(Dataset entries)
<<<<

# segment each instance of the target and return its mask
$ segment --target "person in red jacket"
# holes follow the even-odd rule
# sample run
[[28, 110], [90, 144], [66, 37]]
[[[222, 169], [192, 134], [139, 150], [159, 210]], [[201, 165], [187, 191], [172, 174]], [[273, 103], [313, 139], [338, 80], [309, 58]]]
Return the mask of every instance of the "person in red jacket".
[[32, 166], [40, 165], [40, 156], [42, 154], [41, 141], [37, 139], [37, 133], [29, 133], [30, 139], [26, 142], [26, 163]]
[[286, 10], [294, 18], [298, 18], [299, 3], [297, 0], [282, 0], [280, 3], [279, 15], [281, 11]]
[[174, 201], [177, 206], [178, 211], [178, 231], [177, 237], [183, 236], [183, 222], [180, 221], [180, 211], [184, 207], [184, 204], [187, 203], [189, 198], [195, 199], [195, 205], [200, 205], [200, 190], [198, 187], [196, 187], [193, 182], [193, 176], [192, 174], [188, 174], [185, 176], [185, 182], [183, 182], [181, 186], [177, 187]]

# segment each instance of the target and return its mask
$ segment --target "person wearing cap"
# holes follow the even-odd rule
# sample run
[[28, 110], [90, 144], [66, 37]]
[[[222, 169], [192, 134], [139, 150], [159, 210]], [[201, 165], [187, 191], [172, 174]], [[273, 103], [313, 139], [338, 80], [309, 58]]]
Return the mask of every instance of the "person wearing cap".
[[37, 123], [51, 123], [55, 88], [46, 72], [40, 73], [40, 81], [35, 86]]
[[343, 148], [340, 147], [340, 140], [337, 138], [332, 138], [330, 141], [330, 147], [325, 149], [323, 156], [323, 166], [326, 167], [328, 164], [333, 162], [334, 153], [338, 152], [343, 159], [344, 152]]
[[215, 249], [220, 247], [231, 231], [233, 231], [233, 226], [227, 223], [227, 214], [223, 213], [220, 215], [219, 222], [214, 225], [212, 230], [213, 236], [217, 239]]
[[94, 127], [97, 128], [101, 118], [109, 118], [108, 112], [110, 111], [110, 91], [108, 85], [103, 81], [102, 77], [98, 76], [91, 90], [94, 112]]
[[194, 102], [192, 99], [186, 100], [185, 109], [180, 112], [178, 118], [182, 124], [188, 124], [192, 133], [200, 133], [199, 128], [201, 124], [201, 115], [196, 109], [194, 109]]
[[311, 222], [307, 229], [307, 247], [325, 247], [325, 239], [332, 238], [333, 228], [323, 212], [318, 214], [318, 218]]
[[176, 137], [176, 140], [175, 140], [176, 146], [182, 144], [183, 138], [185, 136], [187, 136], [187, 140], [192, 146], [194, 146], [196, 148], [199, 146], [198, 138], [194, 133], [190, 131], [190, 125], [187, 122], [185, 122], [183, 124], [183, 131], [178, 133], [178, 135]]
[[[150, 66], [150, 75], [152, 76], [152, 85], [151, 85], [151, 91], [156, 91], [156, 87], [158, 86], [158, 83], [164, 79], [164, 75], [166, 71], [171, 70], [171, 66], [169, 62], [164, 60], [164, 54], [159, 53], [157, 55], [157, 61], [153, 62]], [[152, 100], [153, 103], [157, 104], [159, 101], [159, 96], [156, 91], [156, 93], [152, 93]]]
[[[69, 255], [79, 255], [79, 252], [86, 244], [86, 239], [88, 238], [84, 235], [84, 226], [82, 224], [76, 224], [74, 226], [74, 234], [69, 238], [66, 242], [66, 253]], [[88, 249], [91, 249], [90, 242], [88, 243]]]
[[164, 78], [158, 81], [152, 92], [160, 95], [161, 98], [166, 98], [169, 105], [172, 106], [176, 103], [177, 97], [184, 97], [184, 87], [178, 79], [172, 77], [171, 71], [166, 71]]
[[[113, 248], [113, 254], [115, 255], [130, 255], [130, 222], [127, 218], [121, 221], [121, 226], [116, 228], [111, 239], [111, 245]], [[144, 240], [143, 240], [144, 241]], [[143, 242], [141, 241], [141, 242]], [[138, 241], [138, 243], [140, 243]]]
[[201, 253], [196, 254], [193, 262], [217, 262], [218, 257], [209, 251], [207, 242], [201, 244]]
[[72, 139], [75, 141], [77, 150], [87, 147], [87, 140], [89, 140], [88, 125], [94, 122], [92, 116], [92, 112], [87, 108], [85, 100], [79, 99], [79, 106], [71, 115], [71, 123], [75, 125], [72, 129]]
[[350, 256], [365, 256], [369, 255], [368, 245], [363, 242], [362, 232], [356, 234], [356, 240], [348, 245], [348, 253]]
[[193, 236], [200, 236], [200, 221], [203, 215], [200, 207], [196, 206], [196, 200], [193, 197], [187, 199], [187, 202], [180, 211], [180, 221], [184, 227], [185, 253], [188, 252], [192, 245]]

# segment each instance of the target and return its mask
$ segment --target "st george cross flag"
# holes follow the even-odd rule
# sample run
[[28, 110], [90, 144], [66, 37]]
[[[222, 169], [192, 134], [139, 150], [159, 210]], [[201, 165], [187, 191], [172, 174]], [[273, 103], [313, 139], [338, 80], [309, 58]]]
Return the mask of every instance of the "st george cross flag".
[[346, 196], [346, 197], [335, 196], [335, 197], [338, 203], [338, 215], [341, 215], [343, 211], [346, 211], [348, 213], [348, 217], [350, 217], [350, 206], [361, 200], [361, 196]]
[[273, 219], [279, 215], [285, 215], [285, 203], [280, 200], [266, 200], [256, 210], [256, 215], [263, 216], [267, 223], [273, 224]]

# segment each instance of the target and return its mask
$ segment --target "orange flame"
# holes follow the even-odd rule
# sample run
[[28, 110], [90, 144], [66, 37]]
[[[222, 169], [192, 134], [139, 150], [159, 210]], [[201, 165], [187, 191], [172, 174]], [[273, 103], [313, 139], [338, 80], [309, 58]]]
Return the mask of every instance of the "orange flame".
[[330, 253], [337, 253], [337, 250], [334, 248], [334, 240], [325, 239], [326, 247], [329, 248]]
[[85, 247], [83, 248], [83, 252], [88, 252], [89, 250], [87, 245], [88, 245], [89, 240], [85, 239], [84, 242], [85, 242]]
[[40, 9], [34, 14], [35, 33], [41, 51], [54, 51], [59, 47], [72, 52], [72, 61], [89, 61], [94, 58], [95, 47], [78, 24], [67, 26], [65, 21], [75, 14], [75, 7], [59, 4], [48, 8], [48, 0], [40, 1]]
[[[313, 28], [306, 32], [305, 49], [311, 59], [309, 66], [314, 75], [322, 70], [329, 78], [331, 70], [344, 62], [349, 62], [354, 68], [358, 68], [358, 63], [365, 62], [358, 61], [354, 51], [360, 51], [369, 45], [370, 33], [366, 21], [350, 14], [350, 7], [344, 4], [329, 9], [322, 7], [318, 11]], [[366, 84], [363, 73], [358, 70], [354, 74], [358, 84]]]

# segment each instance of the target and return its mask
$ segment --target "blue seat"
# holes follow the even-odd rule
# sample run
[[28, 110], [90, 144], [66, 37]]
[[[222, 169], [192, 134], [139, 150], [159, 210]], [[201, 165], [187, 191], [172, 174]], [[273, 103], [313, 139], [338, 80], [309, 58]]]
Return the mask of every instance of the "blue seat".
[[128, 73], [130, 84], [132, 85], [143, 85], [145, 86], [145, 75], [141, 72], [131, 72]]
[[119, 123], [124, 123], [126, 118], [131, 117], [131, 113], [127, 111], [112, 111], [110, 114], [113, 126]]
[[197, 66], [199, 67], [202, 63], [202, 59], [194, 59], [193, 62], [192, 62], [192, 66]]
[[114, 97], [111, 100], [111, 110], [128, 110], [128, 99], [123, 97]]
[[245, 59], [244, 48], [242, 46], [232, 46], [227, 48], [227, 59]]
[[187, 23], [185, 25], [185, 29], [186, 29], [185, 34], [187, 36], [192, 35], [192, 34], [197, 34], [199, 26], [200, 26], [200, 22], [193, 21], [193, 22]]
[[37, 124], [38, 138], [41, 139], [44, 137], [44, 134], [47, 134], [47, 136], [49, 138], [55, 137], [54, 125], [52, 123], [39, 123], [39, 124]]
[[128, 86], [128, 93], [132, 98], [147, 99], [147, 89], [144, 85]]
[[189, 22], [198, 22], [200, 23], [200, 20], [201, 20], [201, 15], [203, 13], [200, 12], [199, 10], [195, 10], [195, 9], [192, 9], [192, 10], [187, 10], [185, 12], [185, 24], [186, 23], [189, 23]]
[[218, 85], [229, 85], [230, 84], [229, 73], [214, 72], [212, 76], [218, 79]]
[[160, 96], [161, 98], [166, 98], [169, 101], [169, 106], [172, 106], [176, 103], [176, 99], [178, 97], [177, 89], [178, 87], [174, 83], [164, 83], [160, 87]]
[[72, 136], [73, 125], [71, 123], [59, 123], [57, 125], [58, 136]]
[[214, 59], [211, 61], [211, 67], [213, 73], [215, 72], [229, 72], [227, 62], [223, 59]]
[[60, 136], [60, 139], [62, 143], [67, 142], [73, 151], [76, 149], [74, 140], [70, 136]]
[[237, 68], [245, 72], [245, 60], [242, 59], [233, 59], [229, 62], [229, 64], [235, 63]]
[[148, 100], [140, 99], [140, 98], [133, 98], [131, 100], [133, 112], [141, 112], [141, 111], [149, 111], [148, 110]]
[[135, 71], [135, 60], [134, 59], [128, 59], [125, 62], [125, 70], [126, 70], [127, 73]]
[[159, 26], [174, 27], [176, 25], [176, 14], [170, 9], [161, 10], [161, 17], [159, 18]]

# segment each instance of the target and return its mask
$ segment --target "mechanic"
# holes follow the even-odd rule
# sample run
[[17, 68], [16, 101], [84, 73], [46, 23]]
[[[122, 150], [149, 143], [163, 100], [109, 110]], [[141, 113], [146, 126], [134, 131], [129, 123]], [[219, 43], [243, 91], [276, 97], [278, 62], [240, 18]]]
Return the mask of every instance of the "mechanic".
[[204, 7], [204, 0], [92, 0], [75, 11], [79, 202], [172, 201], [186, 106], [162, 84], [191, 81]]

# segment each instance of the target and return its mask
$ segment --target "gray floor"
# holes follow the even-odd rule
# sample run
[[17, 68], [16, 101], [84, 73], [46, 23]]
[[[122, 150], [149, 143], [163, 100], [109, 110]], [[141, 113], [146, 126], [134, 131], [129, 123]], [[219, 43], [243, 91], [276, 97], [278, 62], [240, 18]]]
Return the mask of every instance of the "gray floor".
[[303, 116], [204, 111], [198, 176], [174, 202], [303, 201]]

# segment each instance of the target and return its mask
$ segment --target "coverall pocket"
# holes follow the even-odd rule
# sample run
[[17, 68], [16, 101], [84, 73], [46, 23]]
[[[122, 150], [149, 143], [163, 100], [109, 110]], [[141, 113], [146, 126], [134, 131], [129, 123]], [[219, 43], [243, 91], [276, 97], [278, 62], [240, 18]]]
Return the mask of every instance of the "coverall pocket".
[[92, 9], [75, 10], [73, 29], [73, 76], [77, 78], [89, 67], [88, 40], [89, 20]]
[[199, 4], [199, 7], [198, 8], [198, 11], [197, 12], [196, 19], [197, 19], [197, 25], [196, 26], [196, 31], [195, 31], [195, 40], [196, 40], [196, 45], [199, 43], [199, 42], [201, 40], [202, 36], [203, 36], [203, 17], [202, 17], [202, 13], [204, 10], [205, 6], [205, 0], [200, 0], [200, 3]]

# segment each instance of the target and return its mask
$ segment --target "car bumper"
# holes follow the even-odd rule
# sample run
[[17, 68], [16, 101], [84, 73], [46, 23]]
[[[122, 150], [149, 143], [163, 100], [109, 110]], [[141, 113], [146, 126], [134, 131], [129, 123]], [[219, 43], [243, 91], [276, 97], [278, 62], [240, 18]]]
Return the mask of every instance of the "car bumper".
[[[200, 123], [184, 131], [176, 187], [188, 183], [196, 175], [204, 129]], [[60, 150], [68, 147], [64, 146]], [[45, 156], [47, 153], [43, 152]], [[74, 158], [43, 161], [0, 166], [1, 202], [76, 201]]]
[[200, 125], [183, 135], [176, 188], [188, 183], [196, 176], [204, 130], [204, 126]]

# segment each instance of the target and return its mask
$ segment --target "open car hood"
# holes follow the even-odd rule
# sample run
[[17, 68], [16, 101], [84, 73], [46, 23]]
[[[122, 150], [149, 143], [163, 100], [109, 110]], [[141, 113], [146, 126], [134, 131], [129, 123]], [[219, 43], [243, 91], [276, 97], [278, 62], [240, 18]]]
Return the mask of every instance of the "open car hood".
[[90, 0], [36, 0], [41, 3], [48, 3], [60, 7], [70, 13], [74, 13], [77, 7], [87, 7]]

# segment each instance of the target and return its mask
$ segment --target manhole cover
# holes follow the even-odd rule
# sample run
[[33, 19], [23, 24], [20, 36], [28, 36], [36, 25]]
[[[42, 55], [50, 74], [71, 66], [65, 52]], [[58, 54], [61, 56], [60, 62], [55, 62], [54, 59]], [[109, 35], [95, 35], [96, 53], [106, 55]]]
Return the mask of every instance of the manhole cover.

>>>>

Pull out every line in the data above that contains the word "gray".

$ segment --target "gray floor"
Return the mask of every instance of the "gray floor".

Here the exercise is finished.